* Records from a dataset

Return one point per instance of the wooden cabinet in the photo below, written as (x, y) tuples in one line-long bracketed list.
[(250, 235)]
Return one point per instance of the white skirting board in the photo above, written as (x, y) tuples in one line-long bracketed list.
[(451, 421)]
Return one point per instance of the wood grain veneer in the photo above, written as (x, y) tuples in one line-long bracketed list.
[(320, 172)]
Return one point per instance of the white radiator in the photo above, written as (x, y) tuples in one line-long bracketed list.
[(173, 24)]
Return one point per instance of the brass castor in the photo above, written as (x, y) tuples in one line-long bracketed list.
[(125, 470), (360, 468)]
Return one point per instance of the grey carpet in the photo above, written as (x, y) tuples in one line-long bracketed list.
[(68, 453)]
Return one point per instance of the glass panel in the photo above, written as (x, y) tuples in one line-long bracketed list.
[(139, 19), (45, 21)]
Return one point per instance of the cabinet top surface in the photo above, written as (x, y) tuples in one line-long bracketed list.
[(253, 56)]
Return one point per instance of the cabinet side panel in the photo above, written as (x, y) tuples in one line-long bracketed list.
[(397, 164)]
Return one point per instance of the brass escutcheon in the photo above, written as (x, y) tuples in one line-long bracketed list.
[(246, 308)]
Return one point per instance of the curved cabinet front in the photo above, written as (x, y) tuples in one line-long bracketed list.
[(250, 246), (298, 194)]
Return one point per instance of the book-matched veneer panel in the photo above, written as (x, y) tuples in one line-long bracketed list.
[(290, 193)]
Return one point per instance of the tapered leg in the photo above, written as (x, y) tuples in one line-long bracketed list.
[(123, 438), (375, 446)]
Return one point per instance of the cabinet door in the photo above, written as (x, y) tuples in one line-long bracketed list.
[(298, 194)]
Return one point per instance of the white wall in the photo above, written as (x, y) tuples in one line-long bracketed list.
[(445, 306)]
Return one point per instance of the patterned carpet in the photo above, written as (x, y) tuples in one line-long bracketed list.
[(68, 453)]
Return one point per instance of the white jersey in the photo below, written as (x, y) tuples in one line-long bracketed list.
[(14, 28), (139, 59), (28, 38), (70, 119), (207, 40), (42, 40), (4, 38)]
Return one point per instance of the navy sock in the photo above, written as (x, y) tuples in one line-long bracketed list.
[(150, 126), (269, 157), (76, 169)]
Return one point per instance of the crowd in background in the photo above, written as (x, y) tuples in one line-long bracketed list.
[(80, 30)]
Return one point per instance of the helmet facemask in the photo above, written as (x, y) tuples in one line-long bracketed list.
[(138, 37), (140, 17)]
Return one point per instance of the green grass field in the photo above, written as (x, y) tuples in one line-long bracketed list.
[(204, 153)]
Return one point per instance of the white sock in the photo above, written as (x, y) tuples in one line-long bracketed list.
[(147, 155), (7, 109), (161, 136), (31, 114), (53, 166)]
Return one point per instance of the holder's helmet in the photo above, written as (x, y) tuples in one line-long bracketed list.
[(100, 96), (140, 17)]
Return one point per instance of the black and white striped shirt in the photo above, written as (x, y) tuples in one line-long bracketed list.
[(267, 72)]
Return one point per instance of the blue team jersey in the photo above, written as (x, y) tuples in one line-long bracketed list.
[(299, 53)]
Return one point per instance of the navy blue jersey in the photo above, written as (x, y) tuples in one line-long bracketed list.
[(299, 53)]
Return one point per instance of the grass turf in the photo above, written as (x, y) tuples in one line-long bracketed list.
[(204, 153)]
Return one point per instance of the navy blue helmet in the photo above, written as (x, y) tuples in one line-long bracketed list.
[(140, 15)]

* Required task
Resize the records starting at the line containing "Return one point per instance of the patterned" and ending at the line containing "40), (4, 38)]". Reproduce only those lines, requests included, multiplying every x and y coordinate in the answers by 1.45 and rounding each to a whole number, with halves rounded up.

* Solution for this task
Return one point per instance of the patterned carpet in the photo above, written as (x, y) tuples in one line-long bracketed list.
[(99, 657)]
Return one point per instance of the white jersey in the photo below, written as (x, y) tuples in one line-long bracketed list.
[(20, 41), (202, 86), (41, 55), (102, 173), (300, 58), (61, 58), (6, 55)]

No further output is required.